§ THE PROBLEM
Rewrite every line of the items below as a JSON list of strings, one string per line, with blank lines omitted. Leave the pictures out of the answer.

§ SUPPLIED MATERIAL
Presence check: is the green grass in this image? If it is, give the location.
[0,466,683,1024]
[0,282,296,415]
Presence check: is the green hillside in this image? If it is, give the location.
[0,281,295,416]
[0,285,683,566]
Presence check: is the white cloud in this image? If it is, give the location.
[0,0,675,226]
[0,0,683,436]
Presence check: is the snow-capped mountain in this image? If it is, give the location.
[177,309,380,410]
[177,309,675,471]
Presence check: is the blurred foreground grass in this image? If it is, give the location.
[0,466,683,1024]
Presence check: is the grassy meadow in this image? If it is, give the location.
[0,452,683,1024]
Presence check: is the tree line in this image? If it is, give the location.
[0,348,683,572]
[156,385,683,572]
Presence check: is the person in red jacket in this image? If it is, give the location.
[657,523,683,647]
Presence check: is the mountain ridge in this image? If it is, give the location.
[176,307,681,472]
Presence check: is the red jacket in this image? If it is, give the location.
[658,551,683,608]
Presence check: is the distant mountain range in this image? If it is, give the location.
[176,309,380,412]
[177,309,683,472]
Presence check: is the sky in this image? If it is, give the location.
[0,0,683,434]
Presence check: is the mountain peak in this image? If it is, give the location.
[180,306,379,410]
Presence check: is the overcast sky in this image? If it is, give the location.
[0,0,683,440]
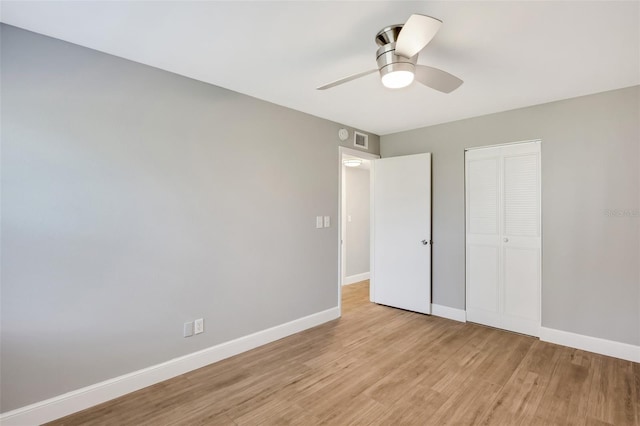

§ ANSWER BELOW
[
  "Presence check: is the green grass in this image? If it is, give the location.",
  "[0,466,683,1024]",
  "[0,282,296,415]",
  "Presence check: is the green hillside in this image? If it is, give the location.",
  "[0,281,295,416]",
  "[0,285,683,566]",
  "Presence check: is the white cloud in this image? If it is, give the location.",
  "[0,0,675,226]",
  "[0,0,683,436]",
  "Presence check: is the snow-capped mountain in this image? If it is, give the location.",
  "[177,309,380,410]",
  "[177,309,675,471]",
  "Presence check: is the blurred foreground grass in this image? If it is, give the location.",
  "[0,466,683,1024]",
  "Presence check: is the grassy meadow in this image? If it is, give the location.",
  "[0,452,683,1024]",
  "Presence check: is the tree line in this image? If it is, give the location.",
  "[0,348,683,572]",
  "[156,385,683,572]",
  "Presence check: is the person in red jacket in this image? If it is, give the location.",
  "[657,523,683,647]",
  "Presence check: is the mountain ridge in this image? If it is, give the location.",
  "[176,307,681,472]",
  "Presence check: is the red jacket in this image? If it is, give the location.",
  "[658,551,683,608]",
  "Presence check: is the distant mountain range in this image? If it is, give the location.",
  "[176,309,380,412]",
  "[177,309,683,472]",
  "Presence check: is the sky in this image? If it is, give the location.",
  "[0,0,683,434]",
  "Presence check: is the mountain peak in this image? If it is, give the location.",
  "[180,306,379,410]",
  "Presence check: is the overcast sky in this image? If it is, give the location.",
  "[0,0,683,440]"
]